START Document extract

3. “according to Our likeness”

      Moses quotes Elohim who refers to Himself in the plural three times, Elohim is speaking to other persons of the triune Godhead. One of the persons of the triune Godhead is speaking to the other two. Our Father who is in heaven, His Son and the Spirit of God are having a conversation about the creation of man being made in their image and their likeness.

END Document extract

In the passage on Elohim speaking in the plural, echo the text between "Moses quotes Elohim" and "and their likeness.", inclusive.

START Data

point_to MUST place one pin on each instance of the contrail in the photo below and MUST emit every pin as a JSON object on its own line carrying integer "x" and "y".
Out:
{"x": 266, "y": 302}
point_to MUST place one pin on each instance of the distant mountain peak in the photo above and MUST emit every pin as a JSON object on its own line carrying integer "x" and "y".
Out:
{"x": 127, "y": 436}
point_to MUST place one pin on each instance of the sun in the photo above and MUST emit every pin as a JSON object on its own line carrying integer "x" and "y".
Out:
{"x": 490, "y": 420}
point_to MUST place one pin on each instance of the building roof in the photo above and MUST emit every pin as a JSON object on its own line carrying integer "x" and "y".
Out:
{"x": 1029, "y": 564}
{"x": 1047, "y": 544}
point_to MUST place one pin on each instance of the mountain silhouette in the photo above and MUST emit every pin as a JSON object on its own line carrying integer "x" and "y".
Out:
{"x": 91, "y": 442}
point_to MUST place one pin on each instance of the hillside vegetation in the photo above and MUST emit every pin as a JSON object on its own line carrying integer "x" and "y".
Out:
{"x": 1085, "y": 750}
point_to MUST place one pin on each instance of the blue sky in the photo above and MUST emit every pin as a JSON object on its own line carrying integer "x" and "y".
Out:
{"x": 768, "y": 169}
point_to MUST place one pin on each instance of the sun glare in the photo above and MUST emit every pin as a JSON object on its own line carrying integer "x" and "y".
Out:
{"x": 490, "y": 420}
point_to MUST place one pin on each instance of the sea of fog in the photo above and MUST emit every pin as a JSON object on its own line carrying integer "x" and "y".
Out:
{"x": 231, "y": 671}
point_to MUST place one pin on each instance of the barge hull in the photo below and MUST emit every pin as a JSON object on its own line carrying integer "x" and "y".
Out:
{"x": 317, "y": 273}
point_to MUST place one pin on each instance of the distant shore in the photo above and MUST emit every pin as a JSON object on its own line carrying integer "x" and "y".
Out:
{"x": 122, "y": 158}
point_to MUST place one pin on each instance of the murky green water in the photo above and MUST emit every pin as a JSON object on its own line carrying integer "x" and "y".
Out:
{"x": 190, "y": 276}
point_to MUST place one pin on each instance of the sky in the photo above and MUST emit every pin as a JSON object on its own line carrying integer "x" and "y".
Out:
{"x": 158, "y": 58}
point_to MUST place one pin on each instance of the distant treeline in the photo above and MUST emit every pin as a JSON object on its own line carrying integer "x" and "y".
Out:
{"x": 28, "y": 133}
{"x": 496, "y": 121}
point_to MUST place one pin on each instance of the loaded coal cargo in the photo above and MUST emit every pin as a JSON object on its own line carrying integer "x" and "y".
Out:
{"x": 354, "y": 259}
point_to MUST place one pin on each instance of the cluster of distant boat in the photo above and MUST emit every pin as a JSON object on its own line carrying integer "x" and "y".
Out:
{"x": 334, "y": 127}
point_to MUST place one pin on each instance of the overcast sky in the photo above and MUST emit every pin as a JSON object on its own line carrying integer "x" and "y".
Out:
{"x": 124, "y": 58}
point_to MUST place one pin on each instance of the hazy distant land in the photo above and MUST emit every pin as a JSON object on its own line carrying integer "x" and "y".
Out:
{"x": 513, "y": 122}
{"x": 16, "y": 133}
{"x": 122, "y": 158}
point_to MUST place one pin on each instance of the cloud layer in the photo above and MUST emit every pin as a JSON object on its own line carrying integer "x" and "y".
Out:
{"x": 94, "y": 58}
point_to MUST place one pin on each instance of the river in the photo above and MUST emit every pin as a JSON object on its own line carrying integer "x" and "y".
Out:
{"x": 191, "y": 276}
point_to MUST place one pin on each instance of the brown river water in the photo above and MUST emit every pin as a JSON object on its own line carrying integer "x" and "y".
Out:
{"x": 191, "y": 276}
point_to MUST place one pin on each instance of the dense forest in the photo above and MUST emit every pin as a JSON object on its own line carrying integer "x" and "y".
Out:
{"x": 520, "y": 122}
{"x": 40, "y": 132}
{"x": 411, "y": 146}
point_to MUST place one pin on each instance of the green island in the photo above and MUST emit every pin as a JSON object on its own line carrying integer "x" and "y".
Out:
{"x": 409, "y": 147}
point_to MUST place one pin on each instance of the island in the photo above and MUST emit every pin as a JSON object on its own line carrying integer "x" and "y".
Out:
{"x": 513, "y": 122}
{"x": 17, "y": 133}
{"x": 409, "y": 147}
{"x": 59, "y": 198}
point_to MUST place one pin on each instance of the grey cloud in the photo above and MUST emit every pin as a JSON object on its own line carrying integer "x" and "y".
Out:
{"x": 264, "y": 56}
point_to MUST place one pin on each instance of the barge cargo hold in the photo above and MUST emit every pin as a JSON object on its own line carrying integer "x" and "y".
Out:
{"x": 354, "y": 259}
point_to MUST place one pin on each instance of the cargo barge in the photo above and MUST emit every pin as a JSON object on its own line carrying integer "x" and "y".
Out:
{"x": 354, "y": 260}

END Data

Output below =
Moses quotes Elohim who refers to Himself in the plural three times, Elohim is speaking to other persons of the triune Godhead. One of the persons of the triune Godhead is speaking to the other two. Our Father who is in heaven, His Son and the Spirit of God are having a conversation about the creation of man being made in their image and their likeness.